*EXERCISE:*
Every record here needs to be retyped exactly.
(DATA SECTION begins)
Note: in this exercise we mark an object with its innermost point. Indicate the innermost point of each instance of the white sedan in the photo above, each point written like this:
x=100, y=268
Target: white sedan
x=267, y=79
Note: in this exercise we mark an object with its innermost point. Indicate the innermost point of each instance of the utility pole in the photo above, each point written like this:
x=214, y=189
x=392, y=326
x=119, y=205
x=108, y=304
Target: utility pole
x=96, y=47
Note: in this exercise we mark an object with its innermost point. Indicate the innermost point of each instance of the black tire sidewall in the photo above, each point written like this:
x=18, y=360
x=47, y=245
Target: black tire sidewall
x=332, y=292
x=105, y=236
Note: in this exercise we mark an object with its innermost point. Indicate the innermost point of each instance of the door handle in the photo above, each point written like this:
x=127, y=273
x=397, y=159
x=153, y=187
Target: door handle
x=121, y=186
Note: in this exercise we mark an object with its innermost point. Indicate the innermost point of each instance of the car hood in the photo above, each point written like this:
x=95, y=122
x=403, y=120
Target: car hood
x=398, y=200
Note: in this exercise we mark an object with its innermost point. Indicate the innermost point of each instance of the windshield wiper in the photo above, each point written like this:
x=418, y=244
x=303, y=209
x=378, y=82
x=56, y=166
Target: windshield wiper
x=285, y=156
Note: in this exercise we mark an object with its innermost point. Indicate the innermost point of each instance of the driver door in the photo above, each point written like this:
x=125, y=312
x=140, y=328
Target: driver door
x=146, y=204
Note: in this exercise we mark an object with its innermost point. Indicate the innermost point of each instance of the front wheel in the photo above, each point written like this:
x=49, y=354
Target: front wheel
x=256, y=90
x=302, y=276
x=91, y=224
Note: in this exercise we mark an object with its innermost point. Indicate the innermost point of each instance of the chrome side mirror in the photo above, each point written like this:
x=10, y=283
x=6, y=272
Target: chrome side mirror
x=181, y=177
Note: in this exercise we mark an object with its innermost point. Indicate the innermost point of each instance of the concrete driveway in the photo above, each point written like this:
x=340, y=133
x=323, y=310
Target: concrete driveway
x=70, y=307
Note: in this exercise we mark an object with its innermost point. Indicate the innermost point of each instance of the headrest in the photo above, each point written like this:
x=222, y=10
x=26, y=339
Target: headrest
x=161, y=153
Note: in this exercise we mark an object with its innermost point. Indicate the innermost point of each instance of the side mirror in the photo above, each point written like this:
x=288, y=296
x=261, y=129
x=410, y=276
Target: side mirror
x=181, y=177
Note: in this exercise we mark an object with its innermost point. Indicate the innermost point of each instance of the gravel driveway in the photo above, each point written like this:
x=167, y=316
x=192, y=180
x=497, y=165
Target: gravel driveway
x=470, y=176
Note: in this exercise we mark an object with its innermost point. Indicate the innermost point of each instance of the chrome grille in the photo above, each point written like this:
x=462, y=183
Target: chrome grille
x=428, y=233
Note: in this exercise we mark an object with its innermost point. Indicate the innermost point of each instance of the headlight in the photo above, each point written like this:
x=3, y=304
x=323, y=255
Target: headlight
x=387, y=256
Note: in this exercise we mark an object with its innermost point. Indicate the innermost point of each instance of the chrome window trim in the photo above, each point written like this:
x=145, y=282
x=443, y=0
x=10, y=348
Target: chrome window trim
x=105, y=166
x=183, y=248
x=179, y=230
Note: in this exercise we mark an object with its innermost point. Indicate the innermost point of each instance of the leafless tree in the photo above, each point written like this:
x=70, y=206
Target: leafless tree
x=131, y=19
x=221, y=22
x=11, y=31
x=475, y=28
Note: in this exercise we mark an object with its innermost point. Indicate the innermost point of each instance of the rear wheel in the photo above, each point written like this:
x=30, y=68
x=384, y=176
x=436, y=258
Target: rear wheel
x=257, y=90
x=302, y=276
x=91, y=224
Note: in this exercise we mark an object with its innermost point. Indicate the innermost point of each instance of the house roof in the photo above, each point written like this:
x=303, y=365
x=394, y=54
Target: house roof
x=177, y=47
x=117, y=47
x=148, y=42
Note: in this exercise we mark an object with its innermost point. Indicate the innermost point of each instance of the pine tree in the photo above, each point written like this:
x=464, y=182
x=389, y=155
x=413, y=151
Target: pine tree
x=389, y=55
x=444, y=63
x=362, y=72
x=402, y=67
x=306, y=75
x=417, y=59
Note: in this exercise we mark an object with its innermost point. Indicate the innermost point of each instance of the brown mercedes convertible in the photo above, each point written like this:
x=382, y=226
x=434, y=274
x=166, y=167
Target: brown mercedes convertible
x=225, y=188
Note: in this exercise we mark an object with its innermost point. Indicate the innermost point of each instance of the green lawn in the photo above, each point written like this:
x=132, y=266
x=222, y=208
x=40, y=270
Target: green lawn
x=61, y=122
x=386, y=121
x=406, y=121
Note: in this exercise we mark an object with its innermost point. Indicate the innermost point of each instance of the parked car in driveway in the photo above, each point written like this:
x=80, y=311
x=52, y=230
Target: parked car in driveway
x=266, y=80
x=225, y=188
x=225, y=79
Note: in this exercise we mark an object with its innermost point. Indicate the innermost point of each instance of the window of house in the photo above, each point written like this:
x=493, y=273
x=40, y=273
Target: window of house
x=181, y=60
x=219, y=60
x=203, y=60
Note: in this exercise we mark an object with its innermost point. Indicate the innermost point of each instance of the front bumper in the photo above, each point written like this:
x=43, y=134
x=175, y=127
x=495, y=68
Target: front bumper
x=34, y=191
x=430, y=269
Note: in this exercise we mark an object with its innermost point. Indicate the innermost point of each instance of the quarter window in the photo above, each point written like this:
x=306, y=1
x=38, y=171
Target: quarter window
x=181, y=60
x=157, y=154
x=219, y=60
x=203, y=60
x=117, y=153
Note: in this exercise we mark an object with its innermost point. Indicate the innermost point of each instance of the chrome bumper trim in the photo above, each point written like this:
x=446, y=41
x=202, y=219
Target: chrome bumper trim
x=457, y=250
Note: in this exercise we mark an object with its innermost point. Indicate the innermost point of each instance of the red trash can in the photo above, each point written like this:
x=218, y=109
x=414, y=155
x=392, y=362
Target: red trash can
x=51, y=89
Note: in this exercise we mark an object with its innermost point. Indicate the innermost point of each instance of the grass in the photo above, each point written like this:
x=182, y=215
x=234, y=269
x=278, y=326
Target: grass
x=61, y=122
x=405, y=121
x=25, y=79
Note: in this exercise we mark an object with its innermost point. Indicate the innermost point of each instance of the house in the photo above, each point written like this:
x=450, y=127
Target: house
(DATA SECTION ends)
*WRITTEN RESPONSE:*
Note: in this exercise we mark an object with its innermost point. Indicate the innermost point of each instance of the white sedan in the photo above, each point written like this:
x=100, y=268
Target: white sedan
x=267, y=79
Note: in this exercise we mark an object with its innermost point. Indicate the innermost point of each instance of the utility pole in the photo above, each point written like this:
x=214, y=189
x=392, y=326
x=119, y=205
x=108, y=304
Target: utility pole
x=96, y=47
Note: in this exercise we mark an object with its innermost point. Indicate the innermost point of each instance of the black tire sidewall in the photo above, each point written like this:
x=18, y=360
x=47, y=245
Target: black tire sidewall
x=332, y=292
x=105, y=236
Note: in this exercise we mark an object with its innermost point. Indicate the innermost point of each instance of the door handle in the photo above, each point written like this:
x=127, y=273
x=397, y=159
x=153, y=187
Target: door handle
x=121, y=186
Note: in this exercise we mark an object with its innermost point. Indicate the innermost point of each instance of the car hood in the photo above, each point written like this:
x=95, y=122
x=403, y=120
Target: car hood
x=398, y=200
Note: in this exercise we mark an object with its innermost point. Indicate the innermost point of each instance of the windshield wiper in the photo above, each point written like this:
x=418, y=244
x=303, y=209
x=378, y=82
x=56, y=166
Target: windshield wiper
x=285, y=156
Note: in this exercise we mark an object with its innermost point. Indicate the innermost point of each instance of the driver door in the photo above, each point written like this:
x=125, y=312
x=140, y=328
Target: driver door
x=146, y=204
Note: in this exercise we mark an object with its innermost point. Indicate the innermost point of each instance of the front wheel in the photo above, each point written like this:
x=49, y=354
Target: front wheel
x=256, y=90
x=302, y=276
x=91, y=224
Note: in this exercise we mark an object with its innermost point. Indicate the innermost point of each instance of the chrome side mirror in the photo above, each point written like this:
x=10, y=283
x=6, y=272
Target: chrome side mirror
x=181, y=177
Note: in this exercise we mark an object with its innermost point. Indicate the innermost point of each instance of the concrete driveway in the photo above, each point written like this:
x=340, y=133
x=323, y=310
Target: concrete driveway
x=70, y=307
Note: in this exercise we mark an object with its innermost point. Indicate the innermost point of each instance of the headrest in the photo above, each point written like this:
x=222, y=10
x=26, y=339
Target: headrest
x=161, y=153
Note: in this exercise we mark an object with its innermost point. Indicate the innermost point of each instance of the side mirror in the photo above, each point written like this:
x=288, y=296
x=261, y=129
x=410, y=276
Target: side mirror
x=181, y=177
Note: in this exercise we mark an object with its innermost point. Indicate the innermost point of each instance of the gravel driveway in the photo above, each point written like this:
x=167, y=316
x=192, y=180
x=497, y=165
Target: gravel driveway
x=470, y=176
Note: in this exercise we mark an object with its innermost point. Indicate the innermost point of each instance of the chrome grille in the photo above, each point written like this:
x=462, y=183
Target: chrome grille
x=428, y=233
Note: in this exercise we mark an object with its innermost point. Indicate the innermost point of each instance of the headlight in the photo above, each point written like this:
x=3, y=304
x=323, y=255
Target: headlight
x=387, y=256
Note: in this exercise we mark an object with its innermost point. Indicate the innermost point of each instance of the chrome window trim in the photo above, each point written like this:
x=145, y=282
x=443, y=0
x=10, y=348
Target: chrome window trim
x=105, y=166
x=183, y=248
x=179, y=230
Note: in this exercise we mark an object with its innermost point. Indicate the innermost point of each instance of the leafless tree in the photo above, each point written like this:
x=70, y=206
Target: leafless tree
x=131, y=19
x=221, y=22
x=11, y=31
x=475, y=28
Note: in this exercise we mark an object with its innermost point. Indicate the innermost point of each instance of the rear wheel in the photo above, each point written like this:
x=30, y=68
x=384, y=176
x=436, y=258
Target: rear wheel
x=257, y=90
x=302, y=276
x=91, y=224
Note: in this exercise we mark an object with its innermost point. Indicate the innermost point of each instance of the house roof in the photo above, each point written like this:
x=303, y=365
x=394, y=54
Target: house roof
x=177, y=47
x=117, y=47
x=148, y=42
Note: in this exercise we mark an object with its innermost point. Indicate the innermost point of each instance of the pine tree in the photo above, each point written like this:
x=464, y=182
x=389, y=155
x=413, y=151
Target: pine tree
x=389, y=55
x=444, y=63
x=362, y=72
x=402, y=67
x=306, y=75
x=417, y=59
Note: in this exercise we mark an object with its innermost point. Indicate the innermost point of each instance of the brown mercedes convertible in the photo above, each point written like this:
x=382, y=226
x=434, y=274
x=166, y=167
Target: brown mercedes convertible
x=225, y=188
Note: in this exercise we mark an object with its innermost point. Indicate the innermost point of each instance of the green lawn in the photo above, each point written like this:
x=132, y=266
x=222, y=208
x=40, y=270
Target: green lawn
x=61, y=122
x=386, y=121
x=406, y=121
Note: in this exercise we mark an object with its innermost point. Indicate the innermost point of each instance of the parked car in driveway in the photo above, each point written like this:
x=80, y=311
x=52, y=230
Target: parked car in driveway
x=266, y=80
x=225, y=188
x=225, y=79
Note: in this exercise we mark an object with its innermost point. Indicate the innermost point of each instance of the window of house in the photo above, each point written like this:
x=493, y=273
x=40, y=273
Target: window of house
x=181, y=60
x=219, y=60
x=203, y=60
Note: in this exercise we mark an object with its innermost point. Indicate the innermost point of each instance of the front bumper in the photo above, each point written like this:
x=43, y=134
x=175, y=127
x=495, y=68
Target: front bumper
x=34, y=191
x=430, y=269
Note: in this exercise we mark an object with its innermost point. Indicate the innermost point of each instance of the quarter window in the photo above, each point written like this:
x=306, y=1
x=38, y=171
Target: quarter window
x=181, y=60
x=157, y=154
x=219, y=60
x=203, y=60
x=117, y=153
Note: in this exercise we mark an object with its innermost point. Indicate the innermost point of each instance of the chrome bumper trim in the photo above, each point written like this:
x=446, y=41
x=202, y=219
Target: chrome bumper trim
x=457, y=250
Note: in this exercise we mark an object with its innermost point. Indicate the innermost point of each instance of the red trash can in the photo above, each point written like this:
x=218, y=109
x=414, y=155
x=392, y=362
Target: red trash can
x=51, y=89
Note: in this exercise we mark an object with its innermost point. Indicate the innermost point of each instance of the grass in the photo above, each point written like this:
x=182, y=215
x=234, y=269
x=278, y=326
Target: grass
x=61, y=122
x=405, y=121
x=25, y=79
Note: in this exercise we mark an object with its innermost point. Indicate the innermost point of each instance of the house in the photo above, each point written like this:
x=450, y=127
Target: house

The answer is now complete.